For the listing below, return the line containing "Put one point on every instance of the silver door", the line containing "Put one point on every instance of the woman in", and all lines in between, exactly as written and nothing else.

> [Supplied records]

—————

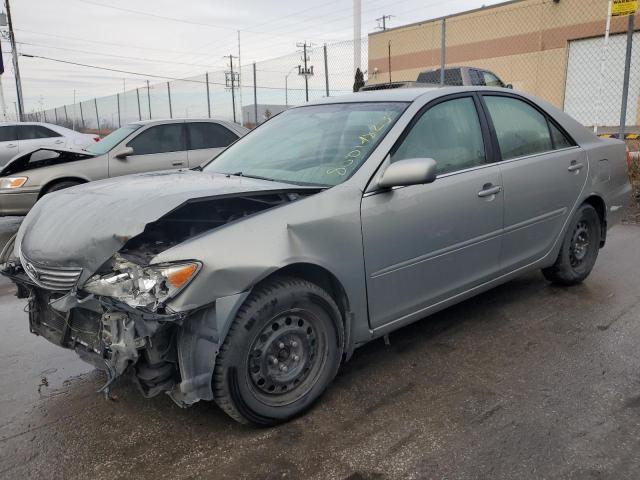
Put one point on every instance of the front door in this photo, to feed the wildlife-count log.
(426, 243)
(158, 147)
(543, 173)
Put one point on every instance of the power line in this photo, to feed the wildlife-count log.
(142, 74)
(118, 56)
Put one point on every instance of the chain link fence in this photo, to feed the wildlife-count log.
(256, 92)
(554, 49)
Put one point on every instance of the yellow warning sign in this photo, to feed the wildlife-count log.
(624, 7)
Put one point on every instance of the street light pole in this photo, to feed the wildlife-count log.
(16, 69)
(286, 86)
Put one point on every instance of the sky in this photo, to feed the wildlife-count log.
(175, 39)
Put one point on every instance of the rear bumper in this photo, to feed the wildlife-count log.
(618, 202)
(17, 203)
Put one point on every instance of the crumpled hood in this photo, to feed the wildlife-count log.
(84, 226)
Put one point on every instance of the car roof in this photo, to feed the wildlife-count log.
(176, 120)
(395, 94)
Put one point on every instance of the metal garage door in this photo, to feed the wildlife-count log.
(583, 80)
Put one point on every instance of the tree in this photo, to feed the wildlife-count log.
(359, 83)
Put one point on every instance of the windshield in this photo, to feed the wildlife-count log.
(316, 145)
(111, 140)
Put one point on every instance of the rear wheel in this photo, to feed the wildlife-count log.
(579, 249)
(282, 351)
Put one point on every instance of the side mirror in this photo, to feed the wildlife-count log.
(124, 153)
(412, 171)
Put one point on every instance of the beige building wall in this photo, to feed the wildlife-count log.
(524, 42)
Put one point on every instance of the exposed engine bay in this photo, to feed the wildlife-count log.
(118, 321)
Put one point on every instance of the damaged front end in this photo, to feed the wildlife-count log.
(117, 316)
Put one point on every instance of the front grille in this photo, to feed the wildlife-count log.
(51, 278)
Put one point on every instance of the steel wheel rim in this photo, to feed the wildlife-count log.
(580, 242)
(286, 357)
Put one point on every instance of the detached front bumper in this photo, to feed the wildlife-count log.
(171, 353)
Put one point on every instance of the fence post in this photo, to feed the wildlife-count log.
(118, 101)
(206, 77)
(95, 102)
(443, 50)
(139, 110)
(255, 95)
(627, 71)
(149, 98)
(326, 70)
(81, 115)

—————

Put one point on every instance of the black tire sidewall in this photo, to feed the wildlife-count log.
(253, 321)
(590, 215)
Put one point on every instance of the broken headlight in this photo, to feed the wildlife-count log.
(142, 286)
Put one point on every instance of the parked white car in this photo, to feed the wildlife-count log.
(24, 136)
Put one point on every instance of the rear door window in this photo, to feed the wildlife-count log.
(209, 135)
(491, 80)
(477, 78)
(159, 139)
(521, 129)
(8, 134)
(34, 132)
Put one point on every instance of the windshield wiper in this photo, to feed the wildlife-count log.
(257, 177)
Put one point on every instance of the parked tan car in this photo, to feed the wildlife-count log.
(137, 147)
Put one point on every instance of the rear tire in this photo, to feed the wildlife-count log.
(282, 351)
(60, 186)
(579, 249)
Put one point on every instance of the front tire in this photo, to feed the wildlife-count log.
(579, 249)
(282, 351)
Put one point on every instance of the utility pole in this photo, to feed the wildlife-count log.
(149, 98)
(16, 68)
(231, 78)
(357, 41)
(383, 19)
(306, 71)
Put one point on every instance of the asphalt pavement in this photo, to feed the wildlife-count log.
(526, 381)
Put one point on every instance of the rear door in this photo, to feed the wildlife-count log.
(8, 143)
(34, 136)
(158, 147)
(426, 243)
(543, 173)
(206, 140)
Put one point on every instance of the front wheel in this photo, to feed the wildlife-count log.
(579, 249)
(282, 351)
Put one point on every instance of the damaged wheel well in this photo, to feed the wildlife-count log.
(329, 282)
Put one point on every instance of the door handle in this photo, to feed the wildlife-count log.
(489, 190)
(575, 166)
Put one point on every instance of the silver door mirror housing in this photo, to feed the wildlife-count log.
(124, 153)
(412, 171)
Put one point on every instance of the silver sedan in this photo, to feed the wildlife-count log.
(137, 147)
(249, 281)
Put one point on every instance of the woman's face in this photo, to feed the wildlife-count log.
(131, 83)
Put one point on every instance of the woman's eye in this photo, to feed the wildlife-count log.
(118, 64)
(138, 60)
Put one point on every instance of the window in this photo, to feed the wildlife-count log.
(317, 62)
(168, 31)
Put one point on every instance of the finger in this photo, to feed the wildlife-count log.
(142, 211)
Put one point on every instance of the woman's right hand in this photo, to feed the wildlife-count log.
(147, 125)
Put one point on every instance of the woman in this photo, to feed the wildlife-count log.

—————

> [Exercise solution]
Put one point on every instance of the silver door mirror housing in this photo, to feed the wildlife-count log.
(124, 153)
(412, 171)
Put one point on every instance of the silver sedan in this photo, to feed the wildlife-count log.
(137, 147)
(249, 281)
Put one point on every instance of the woman's face in this photo, to feed the wildlife-count log.
(131, 83)
Put one point on every instance of the woman's eye in this photo, to feed the wildlife-count log.
(118, 64)
(138, 60)
Put one point on every instance of the window in this photo, to feed the wildlife-count log.
(317, 62)
(168, 31)
Put one point on every instance of the finger in this photo, to feed the wildlife-count log.
(142, 211)
Put one point on every instance of the woman's right hand in this photo, to feed the wildlife-count log.
(147, 125)
Put one point on every instance of the woman in this photo, to feed the wildlife-count log.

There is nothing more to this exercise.